[ABOUT THIS EXERCISE]
Give each line of the records again exactly and omit every picture.

▬▬▬

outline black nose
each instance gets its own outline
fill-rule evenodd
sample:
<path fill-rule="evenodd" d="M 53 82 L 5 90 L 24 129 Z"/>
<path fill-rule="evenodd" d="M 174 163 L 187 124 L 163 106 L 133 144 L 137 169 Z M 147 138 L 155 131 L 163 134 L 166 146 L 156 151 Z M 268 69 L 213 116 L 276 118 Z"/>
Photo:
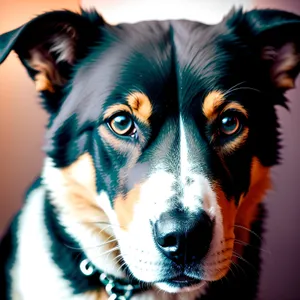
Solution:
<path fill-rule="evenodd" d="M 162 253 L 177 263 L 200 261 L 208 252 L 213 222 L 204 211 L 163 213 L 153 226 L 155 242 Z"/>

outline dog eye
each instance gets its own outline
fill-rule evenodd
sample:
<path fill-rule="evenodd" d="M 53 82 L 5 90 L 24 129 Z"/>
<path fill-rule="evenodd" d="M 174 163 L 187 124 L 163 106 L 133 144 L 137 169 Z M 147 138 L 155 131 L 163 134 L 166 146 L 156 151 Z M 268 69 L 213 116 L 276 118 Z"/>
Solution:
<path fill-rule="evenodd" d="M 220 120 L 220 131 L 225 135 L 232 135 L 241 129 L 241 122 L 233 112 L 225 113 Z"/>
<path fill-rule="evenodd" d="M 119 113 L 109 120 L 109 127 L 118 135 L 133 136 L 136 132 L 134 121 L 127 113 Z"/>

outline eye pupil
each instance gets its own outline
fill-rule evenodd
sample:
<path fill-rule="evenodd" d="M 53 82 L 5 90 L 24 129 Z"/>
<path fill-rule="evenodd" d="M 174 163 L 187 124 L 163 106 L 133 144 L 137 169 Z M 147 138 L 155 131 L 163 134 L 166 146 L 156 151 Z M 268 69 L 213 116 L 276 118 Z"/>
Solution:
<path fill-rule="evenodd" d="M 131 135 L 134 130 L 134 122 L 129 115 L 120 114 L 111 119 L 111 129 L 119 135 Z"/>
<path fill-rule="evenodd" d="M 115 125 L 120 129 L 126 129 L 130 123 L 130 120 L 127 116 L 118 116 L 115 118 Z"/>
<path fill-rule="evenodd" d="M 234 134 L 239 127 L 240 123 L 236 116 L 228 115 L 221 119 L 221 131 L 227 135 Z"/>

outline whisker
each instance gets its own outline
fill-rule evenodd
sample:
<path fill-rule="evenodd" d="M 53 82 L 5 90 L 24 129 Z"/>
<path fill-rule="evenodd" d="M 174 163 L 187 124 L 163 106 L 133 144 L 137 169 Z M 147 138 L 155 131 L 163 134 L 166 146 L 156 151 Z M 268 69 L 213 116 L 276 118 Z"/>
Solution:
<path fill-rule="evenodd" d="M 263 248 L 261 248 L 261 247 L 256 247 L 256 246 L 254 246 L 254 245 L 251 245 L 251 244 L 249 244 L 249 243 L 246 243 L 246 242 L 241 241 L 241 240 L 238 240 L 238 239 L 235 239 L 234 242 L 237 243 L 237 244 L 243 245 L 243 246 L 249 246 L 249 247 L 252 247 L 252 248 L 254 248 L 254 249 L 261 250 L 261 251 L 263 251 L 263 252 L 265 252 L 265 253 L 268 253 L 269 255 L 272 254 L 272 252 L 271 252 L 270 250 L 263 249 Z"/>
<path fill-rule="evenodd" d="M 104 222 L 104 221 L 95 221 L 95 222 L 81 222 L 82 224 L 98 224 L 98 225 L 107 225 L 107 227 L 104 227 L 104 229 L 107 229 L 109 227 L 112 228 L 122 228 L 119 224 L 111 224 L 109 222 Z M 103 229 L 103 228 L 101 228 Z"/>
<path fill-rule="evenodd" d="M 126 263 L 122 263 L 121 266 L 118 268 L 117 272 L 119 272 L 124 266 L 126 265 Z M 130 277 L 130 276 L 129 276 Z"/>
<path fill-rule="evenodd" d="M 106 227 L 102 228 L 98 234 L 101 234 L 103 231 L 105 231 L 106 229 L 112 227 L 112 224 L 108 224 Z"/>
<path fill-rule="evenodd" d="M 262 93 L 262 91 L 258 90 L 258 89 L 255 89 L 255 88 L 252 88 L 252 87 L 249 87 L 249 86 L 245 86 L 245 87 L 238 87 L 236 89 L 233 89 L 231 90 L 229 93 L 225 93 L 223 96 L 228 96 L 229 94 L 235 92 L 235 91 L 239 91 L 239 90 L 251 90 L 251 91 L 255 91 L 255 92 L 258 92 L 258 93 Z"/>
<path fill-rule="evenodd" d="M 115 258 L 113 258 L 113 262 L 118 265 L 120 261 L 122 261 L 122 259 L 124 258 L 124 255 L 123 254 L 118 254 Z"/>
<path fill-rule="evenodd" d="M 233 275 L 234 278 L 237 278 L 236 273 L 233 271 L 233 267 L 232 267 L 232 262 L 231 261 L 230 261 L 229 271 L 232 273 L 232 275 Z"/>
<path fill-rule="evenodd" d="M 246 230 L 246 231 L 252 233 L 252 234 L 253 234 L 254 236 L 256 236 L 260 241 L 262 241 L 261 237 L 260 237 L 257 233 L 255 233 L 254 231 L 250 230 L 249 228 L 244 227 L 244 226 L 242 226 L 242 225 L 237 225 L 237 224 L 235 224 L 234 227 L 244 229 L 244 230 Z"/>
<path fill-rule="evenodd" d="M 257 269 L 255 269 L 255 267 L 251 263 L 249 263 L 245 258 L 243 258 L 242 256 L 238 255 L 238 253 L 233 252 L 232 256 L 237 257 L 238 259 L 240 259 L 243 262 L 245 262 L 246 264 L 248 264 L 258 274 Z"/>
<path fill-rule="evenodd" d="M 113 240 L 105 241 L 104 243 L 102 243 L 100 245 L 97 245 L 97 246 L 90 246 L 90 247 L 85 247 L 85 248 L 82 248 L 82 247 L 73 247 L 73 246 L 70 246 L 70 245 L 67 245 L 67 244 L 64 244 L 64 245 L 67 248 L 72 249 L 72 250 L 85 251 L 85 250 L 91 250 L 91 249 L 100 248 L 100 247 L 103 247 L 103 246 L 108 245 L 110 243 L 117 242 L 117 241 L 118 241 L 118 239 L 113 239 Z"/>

▬▬▬

[EXERCISE OUTPUT]
outline black nose
each instance gets its own outline
fill-rule evenodd
sample:
<path fill-rule="evenodd" d="M 53 82 L 5 90 L 24 129 Z"/>
<path fill-rule="evenodd" d="M 174 163 L 187 124 L 163 106 L 133 144 L 137 169 Z M 147 138 L 155 131 L 163 134 L 166 146 L 156 151 Z M 268 69 L 213 116 L 276 118 Z"/>
Photo:
Solution:
<path fill-rule="evenodd" d="M 162 253 L 177 263 L 200 261 L 208 252 L 213 222 L 204 211 L 163 213 L 153 226 L 155 242 Z"/>

outline dog eye
each instance gets its own outline
fill-rule evenodd
sample:
<path fill-rule="evenodd" d="M 53 82 L 5 90 L 24 129 Z"/>
<path fill-rule="evenodd" d="M 174 163 L 187 124 L 163 106 L 133 144 L 137 169 Z M 147 138 L 155 131 L 163 134 L 166 146 L 156 151 Z M 268 69 L 213 116 L 276 118 Z"/>
Solution:
<path fill-rule="evenodd" d="M 220 120 L 220 131 L 225 135 L 232 135 L 241 129 L 241 122 L 233 112 L 225 113 Z"/>
<path fill-rule="evenodd" d="M 119 113 L 109 120 L 109 127 L 118 135 L 133 136 L 136 132 L 134 121 L 127 113 Z"/>

outline eye pupil
each instance gets its own outline
fill-rule evenodd
sample:
<path fill-rule="evenodd" d="M 53 82 L 5 90 L 24 129 Z"/>
<path fill-rule="evenodd" d="M 174 163 L 187 124 L 163 106 L 133 144 L 137 169 Z M 147 138 L 155 131 L 163 134 L 166 146 L 156 151 Z M 268 69 L 213 116 L 276 118 Z"/>
Solution:
<path fill-rule="evenodd" d="M 131 135 L 134 130 L 134 122 L 129 115 L 120 114 L 111 119 L 111 129 L 119 135 Z"/>
<path fill-rule="evenodd" d="M 115 125 L 120 129 L 126 129 L 130 123 L 130 120 L 127 116 L 118 116 L 115 118 Z"/>
<path fill-rule="evenodd" d="M 234 134 L 239 127 L 240 123 L 236 116 L 228 115 L 221 119 L 221 131 L 227 135 Z"/>

outline whisker
each instance gets its own outline
fill-rule evenodd
sample:
<path fill-rule="evenodd" d="M 53 82 L 5 90 L 24 129 Z"/>
<path fill-rule="evenodd" d="M 174 163 L 187 124 L 163 106 L 133 144 L 137 169 Z M 147 138 L 155 131 L 163 134 L 166 146 L 156 151 Z M 268 69 L 213 116 L 276 118 Z"/>
Solution:
<path fill-rule="evenodd" d="M 263 248 L 261 248 L 261 247 L 256 247 L 256 246 L 254 246 L 254 245 L 251 245 L 251 244 L 249 244 L 249 243 L 246 243 L 246 242 L 241 241 L 241 240 L 238 240 L 238 239 L 235 239 L 234 242 L 237 243 L 237 244 L 243 245 L 243 246 L 249 246 L 249 247 L 252 247 L 252 248 L 254 248 L 254 249 L 261 250 L 261 251 L 263 251 L 263 252 L 265 252 L 265 253 L 268 253 L 269 255 L 272 254 L 272 252 L 271 252 L 270 250 L 263 249 Z"/>
<path fill-rule="evenodd" d="M 104 222 L 104 221 L 95 221 L 95 222 L 81 222 L 82 224 L 98 224 L 98 225 L 107 225 L 107 227 L 104 227 L 104 229 L 107 229 L 109 227 L 112 228 L 122 228 L 119 224 L 111 224 L 109 222 Z M 103 229 L 103 228 L 101 228 Z"/>
<path fill-rule="evenodd" d="M 126 263 L 122 263 L 121 266 L 118 268 L 117 272 L 119 272 L 124 266 L 126 265 Z M 130 277 L 130 276 L 129 276 Z"/>
<path fill-rule="evenodd" d="M 106 227 L 102 228 L 98 234 L 101 234 L 103 231 L 105 231 L 106 229 L 112 227 L 112 224 L 108 224 Z"/>
<path fill-rule="evenodd" d="M 262 93 L 262 91 L 258 90 L 258 89 L 255 89 L 255 88 L 252 88 L 252 87 L 249 87 L 249 86 L 245 86 L 245 87 L 238 87 L 236 89 L 233 89 L 231 90 L 229 93 L 225 93 L 223 96 L 228 96 L 229 94 L 235 92 L 235 91 L 239 91 L 239 90 L 251 90 L 251 91 L 255 91 L 255 92 L 258 92 L 258 93 Z"/>
<path fill-rule="evenodd" d="M 115 258 L 113 258 L 113 262 L 118 265 L 120 261 L 122 261 L 122 259 L 124 258 L 124 255 L 123 254 L 118 254 Z"/>
<path fill-rule="evenodd" d="M 233 275 L 234 278 L 237 278 L 236 273 L 233 271 L 233 267 L 232 267 L 232 262 L 231 261 L 230 261 L 229 271 L 232 273 L 232 275 Z"/>
<path fill-rule="evenodd" d="M 246 230 L 246 231 L 252 233 L 252 234 L 253 234 L 254 236 L 256 236 L 260 241 L 262 241 L 261 237 L 260 237 L 257 233 L 255 233 L 254 231 L 250 230 L 249 228 L 244 227 L 244 226 L 242 226 L 242 225 L 237 225 L 237 224 L 235 224 L 234 227 L 244 229 L 244 230 Z"/>
<path fill-rule="evenodd" d="M 257 269 L 255 269 L 255 267 L 251 263 L 249 263 L 245 258 L 243 258 L 242 256 L 238 255 L 238 253 L 233 252 L 232 256 L 237 257 L 238 259 L 240 259 L 243 262 L 245 262 L 246 264 L 248 264 L 258 274 Z"/>
<path fill-rule="evenodd" d="M 113 240 L 105 241 L 104 243 L 102 243 L 100 245 L 97 245 L 97 246 L 90 246 L 90 247 L 85 247 L 85 248 L 82 248 L 82 247 L 73 247 L 73 246 L 70 246 L 70 245 L 67 245 L 67 244 L 64 244 L 64 245 L 67 248 L 72 249 L 72 250 L 85 251 L 85 250 L 91 250 L 91 249 L 100 248 L 100 247 L 103 247 L 103 246 L 108 245 L 110 243 L 117 242 L 117 241 L 118 241 L 118 239 L 113 239 Z"/>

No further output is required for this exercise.